- _Requirement_
Taking the listing below, restate word for word each line from the line with "neighboring house with a bounding box." to the line with "car with a bounding box.", ends included, and stop there.

· · · · ·

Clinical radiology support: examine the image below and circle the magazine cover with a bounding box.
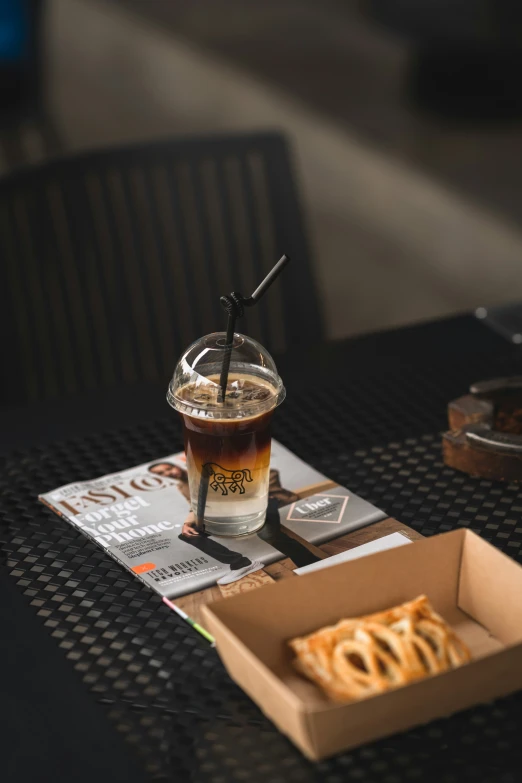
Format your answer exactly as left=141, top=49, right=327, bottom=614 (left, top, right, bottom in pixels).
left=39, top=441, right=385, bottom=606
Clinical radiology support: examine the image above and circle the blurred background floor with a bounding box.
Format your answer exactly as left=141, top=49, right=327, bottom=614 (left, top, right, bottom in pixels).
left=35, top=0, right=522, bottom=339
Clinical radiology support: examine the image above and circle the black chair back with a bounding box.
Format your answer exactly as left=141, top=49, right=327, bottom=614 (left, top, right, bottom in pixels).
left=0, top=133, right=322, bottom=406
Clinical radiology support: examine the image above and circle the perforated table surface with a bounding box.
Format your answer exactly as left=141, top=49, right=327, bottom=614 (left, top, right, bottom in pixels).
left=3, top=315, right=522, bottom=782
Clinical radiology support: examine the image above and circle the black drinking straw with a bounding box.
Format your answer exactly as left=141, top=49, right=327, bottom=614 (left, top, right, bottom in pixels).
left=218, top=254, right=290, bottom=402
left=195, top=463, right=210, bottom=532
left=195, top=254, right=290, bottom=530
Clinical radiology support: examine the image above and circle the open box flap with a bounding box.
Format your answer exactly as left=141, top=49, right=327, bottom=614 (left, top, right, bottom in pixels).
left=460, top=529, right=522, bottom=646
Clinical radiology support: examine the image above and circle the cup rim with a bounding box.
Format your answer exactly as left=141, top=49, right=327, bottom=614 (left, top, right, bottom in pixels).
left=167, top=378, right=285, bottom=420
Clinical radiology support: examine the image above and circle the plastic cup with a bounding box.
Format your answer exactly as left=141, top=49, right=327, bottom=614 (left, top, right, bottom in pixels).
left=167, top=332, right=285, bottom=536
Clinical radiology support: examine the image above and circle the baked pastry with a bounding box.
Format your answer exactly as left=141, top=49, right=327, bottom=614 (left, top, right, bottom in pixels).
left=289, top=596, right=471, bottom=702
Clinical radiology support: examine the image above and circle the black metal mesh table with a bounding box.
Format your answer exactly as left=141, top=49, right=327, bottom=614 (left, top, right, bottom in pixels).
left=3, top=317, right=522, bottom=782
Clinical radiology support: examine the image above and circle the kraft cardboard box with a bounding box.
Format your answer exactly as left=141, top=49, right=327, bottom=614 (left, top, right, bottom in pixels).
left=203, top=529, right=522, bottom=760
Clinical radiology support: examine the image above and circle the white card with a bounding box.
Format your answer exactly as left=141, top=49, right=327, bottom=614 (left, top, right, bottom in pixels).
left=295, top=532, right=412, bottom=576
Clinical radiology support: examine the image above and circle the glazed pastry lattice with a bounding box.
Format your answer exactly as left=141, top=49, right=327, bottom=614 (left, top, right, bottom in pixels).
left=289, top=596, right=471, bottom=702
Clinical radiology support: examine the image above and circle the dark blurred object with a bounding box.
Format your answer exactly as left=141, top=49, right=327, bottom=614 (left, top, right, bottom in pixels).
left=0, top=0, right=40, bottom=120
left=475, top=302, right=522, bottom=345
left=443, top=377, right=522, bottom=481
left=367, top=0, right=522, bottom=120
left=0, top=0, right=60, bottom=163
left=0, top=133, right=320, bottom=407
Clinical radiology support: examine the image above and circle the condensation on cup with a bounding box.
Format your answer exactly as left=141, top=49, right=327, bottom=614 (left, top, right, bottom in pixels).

· · · · ·

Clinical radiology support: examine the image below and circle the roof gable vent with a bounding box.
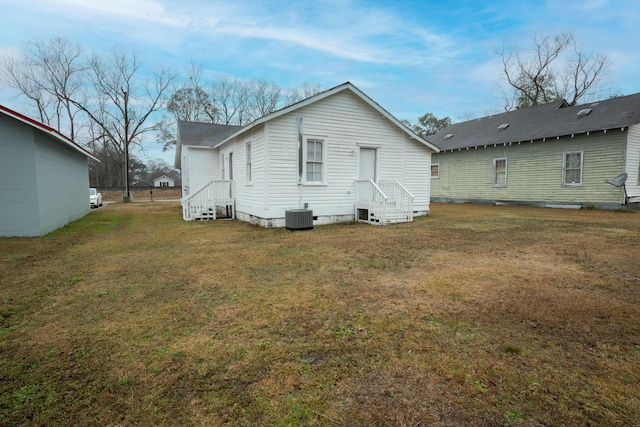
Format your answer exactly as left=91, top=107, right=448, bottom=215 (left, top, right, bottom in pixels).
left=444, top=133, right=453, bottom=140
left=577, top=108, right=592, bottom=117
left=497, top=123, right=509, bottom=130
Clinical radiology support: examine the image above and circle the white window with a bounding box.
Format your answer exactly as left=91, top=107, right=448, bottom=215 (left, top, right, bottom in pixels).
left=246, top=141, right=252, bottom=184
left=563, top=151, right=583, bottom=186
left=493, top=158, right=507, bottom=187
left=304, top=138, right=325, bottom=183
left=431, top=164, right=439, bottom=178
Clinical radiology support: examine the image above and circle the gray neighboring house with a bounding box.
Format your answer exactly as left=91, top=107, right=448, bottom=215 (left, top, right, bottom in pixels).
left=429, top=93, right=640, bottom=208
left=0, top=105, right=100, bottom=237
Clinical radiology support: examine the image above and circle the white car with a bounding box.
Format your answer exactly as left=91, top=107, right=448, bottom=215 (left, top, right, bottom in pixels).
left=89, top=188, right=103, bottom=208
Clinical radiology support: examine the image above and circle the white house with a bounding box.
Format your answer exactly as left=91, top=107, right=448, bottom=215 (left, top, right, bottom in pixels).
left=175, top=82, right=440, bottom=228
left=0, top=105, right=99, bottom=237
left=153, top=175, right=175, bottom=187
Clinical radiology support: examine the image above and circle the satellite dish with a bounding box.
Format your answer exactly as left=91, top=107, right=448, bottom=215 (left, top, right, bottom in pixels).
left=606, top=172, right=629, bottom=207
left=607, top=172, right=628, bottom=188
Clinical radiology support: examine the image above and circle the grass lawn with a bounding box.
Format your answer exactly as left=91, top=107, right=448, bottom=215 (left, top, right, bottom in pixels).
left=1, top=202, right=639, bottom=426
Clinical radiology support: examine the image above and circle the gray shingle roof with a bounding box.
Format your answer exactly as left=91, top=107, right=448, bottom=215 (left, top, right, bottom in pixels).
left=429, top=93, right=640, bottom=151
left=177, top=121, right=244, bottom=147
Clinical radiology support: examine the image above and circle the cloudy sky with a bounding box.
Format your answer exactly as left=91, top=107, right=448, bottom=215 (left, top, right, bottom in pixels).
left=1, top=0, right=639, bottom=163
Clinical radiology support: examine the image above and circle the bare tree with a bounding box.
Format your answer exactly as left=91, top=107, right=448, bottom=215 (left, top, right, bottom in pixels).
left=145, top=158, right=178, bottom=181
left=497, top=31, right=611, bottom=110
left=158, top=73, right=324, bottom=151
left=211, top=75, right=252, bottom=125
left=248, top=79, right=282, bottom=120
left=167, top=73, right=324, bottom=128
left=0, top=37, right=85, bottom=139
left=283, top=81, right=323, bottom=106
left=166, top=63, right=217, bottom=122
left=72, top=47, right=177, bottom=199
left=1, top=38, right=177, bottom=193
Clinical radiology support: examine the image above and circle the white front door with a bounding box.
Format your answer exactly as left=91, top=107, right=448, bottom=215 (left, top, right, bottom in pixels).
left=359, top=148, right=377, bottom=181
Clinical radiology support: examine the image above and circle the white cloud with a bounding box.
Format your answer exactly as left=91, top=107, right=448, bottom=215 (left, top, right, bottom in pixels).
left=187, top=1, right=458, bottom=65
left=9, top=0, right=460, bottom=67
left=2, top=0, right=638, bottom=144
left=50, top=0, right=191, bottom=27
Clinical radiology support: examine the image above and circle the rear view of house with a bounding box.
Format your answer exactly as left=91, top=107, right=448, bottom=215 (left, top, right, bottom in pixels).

· · · · ·

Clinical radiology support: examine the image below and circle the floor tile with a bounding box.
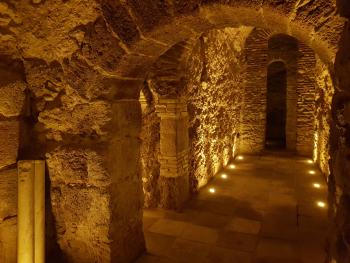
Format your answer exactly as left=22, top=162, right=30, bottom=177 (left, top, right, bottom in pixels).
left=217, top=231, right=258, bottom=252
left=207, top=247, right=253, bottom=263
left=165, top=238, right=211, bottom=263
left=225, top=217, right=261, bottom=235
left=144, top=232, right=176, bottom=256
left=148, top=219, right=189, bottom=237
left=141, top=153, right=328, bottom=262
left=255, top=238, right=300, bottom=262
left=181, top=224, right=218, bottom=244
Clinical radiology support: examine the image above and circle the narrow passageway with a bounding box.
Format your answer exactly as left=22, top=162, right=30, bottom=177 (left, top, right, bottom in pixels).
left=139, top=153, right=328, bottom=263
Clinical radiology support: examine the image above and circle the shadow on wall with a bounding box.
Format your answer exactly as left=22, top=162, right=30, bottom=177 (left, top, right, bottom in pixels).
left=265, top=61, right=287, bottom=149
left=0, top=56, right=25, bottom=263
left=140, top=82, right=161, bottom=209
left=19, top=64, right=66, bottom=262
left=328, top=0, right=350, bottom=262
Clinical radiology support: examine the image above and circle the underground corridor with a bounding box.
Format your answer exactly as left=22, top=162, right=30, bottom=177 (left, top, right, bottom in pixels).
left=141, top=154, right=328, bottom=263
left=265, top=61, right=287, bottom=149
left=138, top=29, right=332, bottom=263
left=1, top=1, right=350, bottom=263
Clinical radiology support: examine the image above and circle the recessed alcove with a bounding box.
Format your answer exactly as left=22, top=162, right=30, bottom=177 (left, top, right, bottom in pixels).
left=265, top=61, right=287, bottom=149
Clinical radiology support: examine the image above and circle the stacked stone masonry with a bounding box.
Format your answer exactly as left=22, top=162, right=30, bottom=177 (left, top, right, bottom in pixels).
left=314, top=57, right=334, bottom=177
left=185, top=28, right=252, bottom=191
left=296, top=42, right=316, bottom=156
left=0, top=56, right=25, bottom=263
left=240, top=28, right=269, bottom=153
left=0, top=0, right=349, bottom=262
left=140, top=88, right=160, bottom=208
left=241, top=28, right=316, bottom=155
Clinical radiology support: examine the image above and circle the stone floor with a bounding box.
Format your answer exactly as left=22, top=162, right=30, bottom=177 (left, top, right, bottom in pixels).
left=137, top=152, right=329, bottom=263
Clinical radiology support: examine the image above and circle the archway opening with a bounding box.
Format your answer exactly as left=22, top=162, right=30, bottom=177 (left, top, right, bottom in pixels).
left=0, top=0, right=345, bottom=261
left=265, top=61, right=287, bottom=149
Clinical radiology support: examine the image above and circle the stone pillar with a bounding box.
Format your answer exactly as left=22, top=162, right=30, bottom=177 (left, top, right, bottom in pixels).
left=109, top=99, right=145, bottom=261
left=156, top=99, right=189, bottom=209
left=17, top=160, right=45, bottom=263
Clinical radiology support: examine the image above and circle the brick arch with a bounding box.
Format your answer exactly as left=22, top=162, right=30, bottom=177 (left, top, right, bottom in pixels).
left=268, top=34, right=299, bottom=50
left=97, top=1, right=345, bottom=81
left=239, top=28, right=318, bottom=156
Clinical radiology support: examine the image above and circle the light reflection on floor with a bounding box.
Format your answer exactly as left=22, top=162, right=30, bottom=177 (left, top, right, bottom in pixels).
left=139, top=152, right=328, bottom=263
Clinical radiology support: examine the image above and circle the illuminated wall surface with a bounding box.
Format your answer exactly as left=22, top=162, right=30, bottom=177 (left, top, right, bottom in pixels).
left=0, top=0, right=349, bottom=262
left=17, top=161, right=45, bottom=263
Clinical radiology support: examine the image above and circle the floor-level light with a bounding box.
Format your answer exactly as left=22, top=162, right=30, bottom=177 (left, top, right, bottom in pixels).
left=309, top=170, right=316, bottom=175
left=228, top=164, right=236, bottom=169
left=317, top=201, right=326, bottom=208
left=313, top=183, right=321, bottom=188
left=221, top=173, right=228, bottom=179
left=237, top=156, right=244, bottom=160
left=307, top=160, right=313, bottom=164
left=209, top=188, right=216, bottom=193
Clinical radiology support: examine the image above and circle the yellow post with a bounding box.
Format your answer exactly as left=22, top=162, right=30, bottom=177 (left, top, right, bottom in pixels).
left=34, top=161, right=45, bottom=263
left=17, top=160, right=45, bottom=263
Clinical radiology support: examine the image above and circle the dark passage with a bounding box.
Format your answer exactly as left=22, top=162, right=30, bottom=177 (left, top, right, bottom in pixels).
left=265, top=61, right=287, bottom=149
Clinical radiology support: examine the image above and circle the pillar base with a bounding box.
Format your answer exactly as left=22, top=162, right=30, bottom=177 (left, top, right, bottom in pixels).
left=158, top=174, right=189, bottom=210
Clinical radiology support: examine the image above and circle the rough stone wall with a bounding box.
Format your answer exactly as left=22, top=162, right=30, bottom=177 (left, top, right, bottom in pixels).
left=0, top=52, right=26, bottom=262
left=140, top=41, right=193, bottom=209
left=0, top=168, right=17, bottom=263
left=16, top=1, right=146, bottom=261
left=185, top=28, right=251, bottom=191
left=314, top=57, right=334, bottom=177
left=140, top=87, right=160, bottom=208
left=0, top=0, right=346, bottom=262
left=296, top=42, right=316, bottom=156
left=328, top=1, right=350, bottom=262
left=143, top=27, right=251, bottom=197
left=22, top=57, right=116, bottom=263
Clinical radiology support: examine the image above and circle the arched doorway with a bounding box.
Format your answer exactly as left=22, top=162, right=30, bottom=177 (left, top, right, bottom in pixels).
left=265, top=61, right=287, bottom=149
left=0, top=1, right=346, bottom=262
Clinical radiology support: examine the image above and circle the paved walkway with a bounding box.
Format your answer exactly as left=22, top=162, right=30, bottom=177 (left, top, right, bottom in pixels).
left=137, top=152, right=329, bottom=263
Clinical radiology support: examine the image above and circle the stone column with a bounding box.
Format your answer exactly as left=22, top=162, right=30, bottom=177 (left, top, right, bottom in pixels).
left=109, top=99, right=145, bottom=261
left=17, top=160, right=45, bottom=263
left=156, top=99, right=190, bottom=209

· · · · ·

- _Solved problem_
Clinical radiology support: examine the image above and circle the gray neighboring house with a bounding box.
Format your answer exactly as left=91, top=107, right=448, bottom=215 (left, top, right, bottom in pixels).
left=429, top=93, right=640, bottom=208
left=0, top=105, right=100, bottom=237
Clinical radiology support: examine the image above and circle the white car with a bounding box.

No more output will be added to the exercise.